▶ _Fragmento de página_:
■ ■ ■ ■ ■

EL CAIRO: EXTRANJEROS AL CALOR DE UNA REVOLUCIÓN AJENA

El avión ha comenzado a descender y El Cairo aparece ante los ojos de los pasajeros como una visión de Google Earth. El vínculo entre el extranjero y la ciudad es, todavía, similar a una relación por Internet: una neblina de ideas preconcebidas, ensoñaciones, ilusión e incertidumbre. Un estado que no durará mucho. Una vez se produzca el primer encuentro, la megalópolis tomará las riendas. Que nadie espere un amor a fuego lento. Ni siquiera podemos estar seguros de que ese amor llegue a florecer. La semilla ya plantada luchará por crecer en un terreno hostil, inundado de basura, rodeado de edificios polvorientos. Su energía se irá consumiendo en la eterna banda sonora de los cláxones, las triquiñuelas de los vendedores, la inmutabilidad del sol y el humo venenoso que se disuelve en el aire. Buscará alimento y, si encuentra la manera, lo hallará en atardeceres de cromática irrepetible, en la caudalosa anchura el río Nilo y en un aprendizaje intenso que conduce a quien lo recibe a un mayor conocimiento de sí mismo. 

Cada uno vive su experiencia de forma distinta, pero gran parte de los extranjeros que han elegido la capital egipcia como ciudad de residencia coinciden en una cosa: con El Cairo no existen los términos medios. Quienes se enamoran de ella la amarán profundamente y para siempre. Quienes la odian pondrán pies en polvorosa en cuanto tengan la oportunidad, para nunca más volver.

COMIENZA LA REVOLUCIÓN Y YO CON ESTOS PELOS

Drew, el estadounidense, es el único de los cuatro que fue testigo de la revolución desde su piso en la calle Tahrir: una larga y casi siempre ruidosa avenida en el barrio de Dokki. El 25 de enero de 2011, fecha de las primeras concentraciones populares contra Mubarak, Drew se encontraba de viaje en Marruecos y, cuando volvió a El Cairo, dos días después, todavía ni se imaginaba lo que estaba sucediendo. Los correos electrónicos que había recibido de varios de sus amigos preguntándole si seguía con vida, según parece, no le parecieron suficiente razón para alarmarse.

“Regresé el 27 de enero y no entendí muy bien qué era lo que estaba pasando. No pensé que las manifestaciones fueran a desembocar en algo tan grande. Primero cortaron Internet y pensé  que había un problema con el router así que me dispuse a llamar a mi compañera de piso.  Sin embargo, el teléfono móvil tampoco daba señal”. Demasiada casualidad, incluso para tratarse de la imprevisible vida en Egipto.

■ ■ ■ ■ ■

▶ _Extractos de datos_:
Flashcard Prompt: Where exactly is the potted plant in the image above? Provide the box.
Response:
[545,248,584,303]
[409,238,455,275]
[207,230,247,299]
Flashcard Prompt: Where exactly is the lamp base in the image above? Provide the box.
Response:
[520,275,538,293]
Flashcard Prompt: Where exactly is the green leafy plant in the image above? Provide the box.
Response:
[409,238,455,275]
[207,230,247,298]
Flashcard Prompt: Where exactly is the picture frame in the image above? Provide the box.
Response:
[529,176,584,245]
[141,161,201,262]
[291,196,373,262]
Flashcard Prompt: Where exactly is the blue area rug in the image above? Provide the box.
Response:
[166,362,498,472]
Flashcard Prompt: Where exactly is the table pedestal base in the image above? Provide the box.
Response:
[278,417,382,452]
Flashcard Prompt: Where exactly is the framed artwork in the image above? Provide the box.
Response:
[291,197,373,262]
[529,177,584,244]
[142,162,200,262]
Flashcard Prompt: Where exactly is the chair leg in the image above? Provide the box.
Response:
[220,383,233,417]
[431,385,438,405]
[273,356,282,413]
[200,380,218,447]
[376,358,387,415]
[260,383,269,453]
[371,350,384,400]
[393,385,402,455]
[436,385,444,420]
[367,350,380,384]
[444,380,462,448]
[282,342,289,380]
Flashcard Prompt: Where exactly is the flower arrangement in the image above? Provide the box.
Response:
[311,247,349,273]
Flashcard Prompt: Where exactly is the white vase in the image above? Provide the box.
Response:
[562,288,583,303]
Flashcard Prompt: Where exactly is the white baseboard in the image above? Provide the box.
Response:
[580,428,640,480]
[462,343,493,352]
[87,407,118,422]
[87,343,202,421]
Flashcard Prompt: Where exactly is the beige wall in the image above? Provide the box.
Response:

■ ■ ■ ■ ■

▶ _Tareas pendientes_:
A. Reproduce de forma literal el pasaje del texto sobre El Cairo que empieza con "COMIENZA LA REVOLUCIÓN" y sigue hasta "razón para alarmarse.".
B. Reescala las entradas desde la línea que contiene "Flashcard Prompt: Where exactly is the framed" hasta el final de las entradas, ambas incluidas, y devuelve solo esas líneas, con los enunciados también. Multiplica por 0,25 cada coordenada de las respuestas y redondea al entero más cercano, con las mitades hacia arriba.

▶ _Resultados por tarea_:
A.
COMIENZA LA REVOLUCIÓN Y YO CON ESTOS PELOS

Drew, el estadounidense, es el único de los cuatro que fue testigo de la revolución desde su piso en la calle Tahrir: una larga y casi siempre ruidosa avenida en el barrio de Dokki. El 25 de enero de 2011, fecha de las primeras concentraciones populares contra Mubarak, Drew se encontraba de viaje en Marruecos y, cuando volvió a El Cairo, dos días después, todavía ni se imaginaba lo que estaba sucediendo. Los correos electrónicos que había recibido de varios de sus amigos preguntándole si seguía con vida, según parece, no le parecieron suficiente razón para alarmarse.

B.
Flashcard Prompt: Where exactly is the framed artwork in the image above? Provide the box.
Response:
[73,49,93,66]
[132,44,146,61]
[36,41,50,66]
Flashcard Prompt: Where exactly is the chair leg in the image above? Provide the box.
Response:
[55,96,58,104]
[108,96,110,101]
[68,89,71,103]
[50,95,55,112]
[94,90,97,104]
[65,96,67,113]
[93,88,96,100]
[98,96,101,114]
[109,96,111,105]
[92,88,95,96]
[111,95,116,112]
[71,86,72,95]
Flashcard Prompt: Where exactly is the flower arrangement in the image above? Provide the box.
Response:
[78,62,87,68]
Flashcard Prompt: Where exactly is the white vase in the image above? Provide the box.
Response:
[141,72,146,76]
Flashcard Prompt: Where exactly is the white baseboard in the image above? Provide the box.
Response:
[145,107,160,120]
[116,86,123,88]
[22,102,30,106]
[22,86,51,105]
Flashcard Prompt: Where exactly is the beige wall in the image above? Provide the box.
Response:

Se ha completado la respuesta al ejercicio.